%%

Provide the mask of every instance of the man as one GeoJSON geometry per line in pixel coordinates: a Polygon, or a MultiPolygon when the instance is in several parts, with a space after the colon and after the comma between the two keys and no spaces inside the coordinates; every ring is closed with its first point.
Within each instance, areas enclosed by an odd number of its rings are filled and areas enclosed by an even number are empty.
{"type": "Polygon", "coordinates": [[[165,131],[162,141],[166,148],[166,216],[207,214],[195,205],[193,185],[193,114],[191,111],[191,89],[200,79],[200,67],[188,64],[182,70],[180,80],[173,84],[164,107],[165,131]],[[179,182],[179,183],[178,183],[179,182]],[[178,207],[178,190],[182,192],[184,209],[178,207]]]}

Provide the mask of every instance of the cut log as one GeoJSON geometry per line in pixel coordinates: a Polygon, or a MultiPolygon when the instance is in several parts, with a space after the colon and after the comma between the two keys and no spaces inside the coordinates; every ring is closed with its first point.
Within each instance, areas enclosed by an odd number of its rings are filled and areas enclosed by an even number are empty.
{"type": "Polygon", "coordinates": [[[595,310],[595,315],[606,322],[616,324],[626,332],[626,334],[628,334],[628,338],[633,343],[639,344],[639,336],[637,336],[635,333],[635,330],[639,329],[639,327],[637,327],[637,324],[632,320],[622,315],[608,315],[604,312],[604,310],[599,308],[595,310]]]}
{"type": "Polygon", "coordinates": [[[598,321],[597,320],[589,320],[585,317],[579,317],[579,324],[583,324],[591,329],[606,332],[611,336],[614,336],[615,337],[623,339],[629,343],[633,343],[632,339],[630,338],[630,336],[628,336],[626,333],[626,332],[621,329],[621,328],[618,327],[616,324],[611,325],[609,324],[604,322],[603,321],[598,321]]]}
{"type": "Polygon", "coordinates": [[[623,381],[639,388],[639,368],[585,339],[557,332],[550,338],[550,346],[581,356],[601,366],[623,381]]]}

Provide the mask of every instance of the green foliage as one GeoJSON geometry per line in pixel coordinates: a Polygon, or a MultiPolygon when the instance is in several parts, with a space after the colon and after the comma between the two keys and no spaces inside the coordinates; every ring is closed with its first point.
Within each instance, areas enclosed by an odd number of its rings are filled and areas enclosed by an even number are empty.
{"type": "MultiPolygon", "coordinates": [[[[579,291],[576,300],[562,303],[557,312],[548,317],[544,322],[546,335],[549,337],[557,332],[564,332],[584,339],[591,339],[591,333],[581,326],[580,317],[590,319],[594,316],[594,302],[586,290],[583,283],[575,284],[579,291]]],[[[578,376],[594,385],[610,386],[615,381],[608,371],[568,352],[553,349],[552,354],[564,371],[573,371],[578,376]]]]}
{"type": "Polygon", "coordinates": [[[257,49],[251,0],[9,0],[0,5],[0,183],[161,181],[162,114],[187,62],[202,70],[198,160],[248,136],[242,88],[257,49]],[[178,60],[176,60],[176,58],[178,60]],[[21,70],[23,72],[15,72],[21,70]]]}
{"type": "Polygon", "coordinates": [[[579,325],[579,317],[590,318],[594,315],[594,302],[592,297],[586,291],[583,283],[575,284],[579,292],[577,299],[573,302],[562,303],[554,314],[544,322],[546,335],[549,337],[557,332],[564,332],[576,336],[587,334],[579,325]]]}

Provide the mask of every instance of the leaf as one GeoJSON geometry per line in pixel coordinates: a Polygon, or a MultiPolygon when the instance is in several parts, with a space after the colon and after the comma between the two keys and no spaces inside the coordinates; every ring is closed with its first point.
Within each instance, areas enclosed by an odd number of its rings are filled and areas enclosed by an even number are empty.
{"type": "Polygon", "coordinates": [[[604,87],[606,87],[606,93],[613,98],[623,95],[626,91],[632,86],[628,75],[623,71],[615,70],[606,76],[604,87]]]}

%%

=== THE TASK ===
Copy out the items word for word, from the line that contains "Provide the mask of every instance of the leaf" through the end of the items, both ends included.

=== SOLUTION TO THE PROBLEM ===
Provide the mask of every instance of the leaf as one GeoJSON geometry per line in pixel coordinates: a Polygon, or a MultiPolygon when the instance is in several parts, with a space after the colon and after the comma between the two keys and no spaces inside the coordinates; every ring is closed with its first point.
Within each instance, areas enclosed by an odd number of its rings are filled and areas enclosed by an even number are empty.
{"type": "Polygon", "coordinates": [[[604,87],[606,87],[606,93],[613,98],[623,95],[626,91],[632,86],[628,75],[623,71],[615,70],[606,76],[604,87]]]}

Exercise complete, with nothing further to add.